Region pointing data
------------------------------
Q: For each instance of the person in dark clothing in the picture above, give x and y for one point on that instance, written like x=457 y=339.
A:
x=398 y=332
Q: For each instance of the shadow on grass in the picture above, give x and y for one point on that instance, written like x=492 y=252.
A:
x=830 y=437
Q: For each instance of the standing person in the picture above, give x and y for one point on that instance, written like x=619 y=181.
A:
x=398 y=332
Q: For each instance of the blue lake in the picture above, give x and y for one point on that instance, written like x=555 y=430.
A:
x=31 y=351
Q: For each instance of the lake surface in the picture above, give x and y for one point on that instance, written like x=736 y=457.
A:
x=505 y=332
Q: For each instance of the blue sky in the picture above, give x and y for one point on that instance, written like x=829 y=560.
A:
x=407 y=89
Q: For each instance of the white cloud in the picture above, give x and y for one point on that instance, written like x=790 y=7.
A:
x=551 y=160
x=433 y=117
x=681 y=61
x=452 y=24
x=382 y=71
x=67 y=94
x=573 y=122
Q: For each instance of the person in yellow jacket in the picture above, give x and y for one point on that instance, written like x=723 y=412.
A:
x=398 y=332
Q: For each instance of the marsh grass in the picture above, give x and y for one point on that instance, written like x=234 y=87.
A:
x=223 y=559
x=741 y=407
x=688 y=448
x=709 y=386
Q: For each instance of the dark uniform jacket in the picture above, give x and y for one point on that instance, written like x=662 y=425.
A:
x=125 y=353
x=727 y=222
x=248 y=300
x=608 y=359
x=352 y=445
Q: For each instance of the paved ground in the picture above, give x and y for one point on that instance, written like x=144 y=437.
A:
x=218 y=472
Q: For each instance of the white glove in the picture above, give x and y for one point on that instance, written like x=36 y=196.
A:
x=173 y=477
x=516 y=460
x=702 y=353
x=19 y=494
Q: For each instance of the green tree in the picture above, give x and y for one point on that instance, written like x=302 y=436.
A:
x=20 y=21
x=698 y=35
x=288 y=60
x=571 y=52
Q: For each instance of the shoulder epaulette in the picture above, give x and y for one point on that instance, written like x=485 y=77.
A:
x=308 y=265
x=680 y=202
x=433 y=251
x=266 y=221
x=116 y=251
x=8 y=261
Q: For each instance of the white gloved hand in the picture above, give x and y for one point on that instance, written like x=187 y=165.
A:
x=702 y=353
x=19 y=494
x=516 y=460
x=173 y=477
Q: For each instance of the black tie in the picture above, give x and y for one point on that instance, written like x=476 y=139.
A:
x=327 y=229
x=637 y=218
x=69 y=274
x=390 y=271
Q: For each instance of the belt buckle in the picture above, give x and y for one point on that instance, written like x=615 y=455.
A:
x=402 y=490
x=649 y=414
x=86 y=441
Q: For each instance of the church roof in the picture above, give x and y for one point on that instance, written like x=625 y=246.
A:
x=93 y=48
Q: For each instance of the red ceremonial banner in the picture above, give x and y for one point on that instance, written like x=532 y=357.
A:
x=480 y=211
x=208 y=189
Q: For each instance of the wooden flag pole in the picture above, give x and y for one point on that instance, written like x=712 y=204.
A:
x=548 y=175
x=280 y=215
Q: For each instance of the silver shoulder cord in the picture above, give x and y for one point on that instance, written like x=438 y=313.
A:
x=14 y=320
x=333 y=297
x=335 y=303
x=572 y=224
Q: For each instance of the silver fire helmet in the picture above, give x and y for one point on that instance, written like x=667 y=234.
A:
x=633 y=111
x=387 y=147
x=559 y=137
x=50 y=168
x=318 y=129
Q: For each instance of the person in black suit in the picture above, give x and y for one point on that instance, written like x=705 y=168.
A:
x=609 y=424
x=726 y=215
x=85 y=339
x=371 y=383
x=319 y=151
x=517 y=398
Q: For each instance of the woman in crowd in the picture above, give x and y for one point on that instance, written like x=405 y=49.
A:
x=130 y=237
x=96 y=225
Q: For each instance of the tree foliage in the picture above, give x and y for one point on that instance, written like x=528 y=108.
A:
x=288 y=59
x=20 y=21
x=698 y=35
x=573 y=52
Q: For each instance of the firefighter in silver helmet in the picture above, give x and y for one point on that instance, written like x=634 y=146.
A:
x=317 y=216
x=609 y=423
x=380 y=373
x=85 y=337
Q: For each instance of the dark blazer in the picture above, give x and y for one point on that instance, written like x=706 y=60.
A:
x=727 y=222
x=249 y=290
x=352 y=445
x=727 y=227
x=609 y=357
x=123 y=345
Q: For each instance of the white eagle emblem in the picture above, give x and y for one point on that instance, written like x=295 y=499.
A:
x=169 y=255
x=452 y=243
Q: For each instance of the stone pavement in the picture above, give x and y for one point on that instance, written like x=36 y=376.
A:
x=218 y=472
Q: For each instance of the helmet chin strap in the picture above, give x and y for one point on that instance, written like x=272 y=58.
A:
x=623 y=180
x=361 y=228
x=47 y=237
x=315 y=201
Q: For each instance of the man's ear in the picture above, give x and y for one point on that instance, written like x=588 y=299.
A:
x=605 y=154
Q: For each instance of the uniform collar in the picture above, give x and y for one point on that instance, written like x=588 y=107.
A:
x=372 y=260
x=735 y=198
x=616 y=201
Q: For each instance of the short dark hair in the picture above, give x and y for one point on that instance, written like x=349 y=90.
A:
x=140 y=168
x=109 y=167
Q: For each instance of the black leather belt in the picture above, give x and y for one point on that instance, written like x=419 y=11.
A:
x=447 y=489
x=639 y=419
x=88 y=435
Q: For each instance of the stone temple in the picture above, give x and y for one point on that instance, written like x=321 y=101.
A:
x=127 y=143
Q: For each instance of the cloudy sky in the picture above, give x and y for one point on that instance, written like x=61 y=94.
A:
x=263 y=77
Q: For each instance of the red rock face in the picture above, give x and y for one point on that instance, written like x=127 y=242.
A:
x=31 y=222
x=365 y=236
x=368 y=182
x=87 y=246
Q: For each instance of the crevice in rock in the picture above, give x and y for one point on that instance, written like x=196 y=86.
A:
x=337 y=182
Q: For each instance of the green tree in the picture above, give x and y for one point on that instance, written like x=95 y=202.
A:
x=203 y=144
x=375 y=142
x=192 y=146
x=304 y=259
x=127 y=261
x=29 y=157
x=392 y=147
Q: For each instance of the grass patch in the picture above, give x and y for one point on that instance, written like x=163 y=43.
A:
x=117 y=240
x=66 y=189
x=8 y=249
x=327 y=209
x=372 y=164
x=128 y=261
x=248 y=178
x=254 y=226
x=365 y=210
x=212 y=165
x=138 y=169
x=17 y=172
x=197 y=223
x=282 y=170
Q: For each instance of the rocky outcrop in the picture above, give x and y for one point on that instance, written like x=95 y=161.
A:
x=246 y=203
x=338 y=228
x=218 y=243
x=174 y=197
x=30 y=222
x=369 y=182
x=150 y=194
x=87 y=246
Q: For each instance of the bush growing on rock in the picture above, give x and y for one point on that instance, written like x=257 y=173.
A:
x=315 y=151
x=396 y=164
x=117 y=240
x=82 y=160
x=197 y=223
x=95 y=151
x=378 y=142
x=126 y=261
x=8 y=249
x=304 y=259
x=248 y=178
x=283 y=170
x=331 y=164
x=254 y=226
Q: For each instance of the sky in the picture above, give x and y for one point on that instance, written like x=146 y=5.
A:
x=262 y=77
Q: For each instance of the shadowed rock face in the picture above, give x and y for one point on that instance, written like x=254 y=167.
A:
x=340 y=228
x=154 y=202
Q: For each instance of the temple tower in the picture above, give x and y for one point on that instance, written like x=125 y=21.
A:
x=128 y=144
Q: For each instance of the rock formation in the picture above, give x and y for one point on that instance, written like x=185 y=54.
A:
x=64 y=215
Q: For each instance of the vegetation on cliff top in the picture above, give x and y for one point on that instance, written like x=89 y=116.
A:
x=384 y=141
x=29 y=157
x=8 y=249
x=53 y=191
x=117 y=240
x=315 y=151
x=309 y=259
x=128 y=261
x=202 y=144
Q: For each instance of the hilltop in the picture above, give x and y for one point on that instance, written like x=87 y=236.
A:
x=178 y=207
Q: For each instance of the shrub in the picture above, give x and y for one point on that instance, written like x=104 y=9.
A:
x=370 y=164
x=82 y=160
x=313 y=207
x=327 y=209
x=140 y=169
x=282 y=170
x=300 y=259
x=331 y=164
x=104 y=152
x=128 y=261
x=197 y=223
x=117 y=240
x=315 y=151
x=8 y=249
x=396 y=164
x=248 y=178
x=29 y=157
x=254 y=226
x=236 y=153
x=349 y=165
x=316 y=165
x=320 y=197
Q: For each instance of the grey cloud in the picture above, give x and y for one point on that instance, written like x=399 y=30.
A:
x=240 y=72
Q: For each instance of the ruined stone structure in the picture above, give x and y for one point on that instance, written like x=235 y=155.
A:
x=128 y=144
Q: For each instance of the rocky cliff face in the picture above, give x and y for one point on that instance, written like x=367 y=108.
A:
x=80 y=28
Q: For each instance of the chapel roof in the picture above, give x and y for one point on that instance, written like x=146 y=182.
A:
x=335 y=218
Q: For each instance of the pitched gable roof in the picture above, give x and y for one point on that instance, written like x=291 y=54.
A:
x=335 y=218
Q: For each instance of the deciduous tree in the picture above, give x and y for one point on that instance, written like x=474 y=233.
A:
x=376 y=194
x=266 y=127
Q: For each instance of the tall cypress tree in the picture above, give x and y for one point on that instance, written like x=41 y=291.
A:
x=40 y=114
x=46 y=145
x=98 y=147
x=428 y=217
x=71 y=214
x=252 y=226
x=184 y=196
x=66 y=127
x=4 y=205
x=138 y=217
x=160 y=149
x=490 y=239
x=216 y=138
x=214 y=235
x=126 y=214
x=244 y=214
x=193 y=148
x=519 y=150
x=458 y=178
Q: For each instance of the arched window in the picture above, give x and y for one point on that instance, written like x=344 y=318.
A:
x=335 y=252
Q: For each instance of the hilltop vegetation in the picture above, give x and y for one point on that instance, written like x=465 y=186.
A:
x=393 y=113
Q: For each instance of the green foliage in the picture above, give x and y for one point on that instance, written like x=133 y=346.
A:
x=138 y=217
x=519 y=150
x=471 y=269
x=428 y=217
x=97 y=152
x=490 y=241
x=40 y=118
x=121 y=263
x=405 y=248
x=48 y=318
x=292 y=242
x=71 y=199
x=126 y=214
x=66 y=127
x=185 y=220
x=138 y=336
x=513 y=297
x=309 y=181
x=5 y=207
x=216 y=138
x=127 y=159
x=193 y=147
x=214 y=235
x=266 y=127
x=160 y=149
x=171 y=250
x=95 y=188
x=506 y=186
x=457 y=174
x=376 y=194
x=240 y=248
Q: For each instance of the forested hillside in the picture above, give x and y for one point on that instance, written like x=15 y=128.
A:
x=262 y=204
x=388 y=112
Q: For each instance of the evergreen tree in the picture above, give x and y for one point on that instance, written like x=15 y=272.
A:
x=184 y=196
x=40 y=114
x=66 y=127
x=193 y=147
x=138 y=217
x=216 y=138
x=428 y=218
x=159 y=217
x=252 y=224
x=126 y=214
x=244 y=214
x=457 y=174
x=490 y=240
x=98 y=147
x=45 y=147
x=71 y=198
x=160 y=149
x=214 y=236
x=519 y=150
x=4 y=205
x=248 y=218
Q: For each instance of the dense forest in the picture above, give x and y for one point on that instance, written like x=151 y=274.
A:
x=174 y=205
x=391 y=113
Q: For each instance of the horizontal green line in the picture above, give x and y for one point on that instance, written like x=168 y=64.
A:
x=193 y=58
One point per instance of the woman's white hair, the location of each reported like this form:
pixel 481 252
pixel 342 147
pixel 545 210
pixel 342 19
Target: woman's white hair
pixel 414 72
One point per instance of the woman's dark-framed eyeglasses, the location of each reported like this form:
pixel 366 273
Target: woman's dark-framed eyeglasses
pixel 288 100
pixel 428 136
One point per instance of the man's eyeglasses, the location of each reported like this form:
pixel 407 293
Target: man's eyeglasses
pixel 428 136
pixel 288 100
------------------------------
■ **PROBLEM DESCRIPTION**: Set out exactly the run of lines that begins at the line holding "Target: woman's dark-framed eyeglasses" and ends at the last line of the data.

■ **RESPONSE BELOW**:
Target: woman's dark-framed eyeglasses
pixel 288 100
pixel 428 136
One point per instance of the man's eyeglasses, the location of each reported like this form:
pixel 407 293
Target: man's eyeglasses
pixel 428 136
pixel 288 100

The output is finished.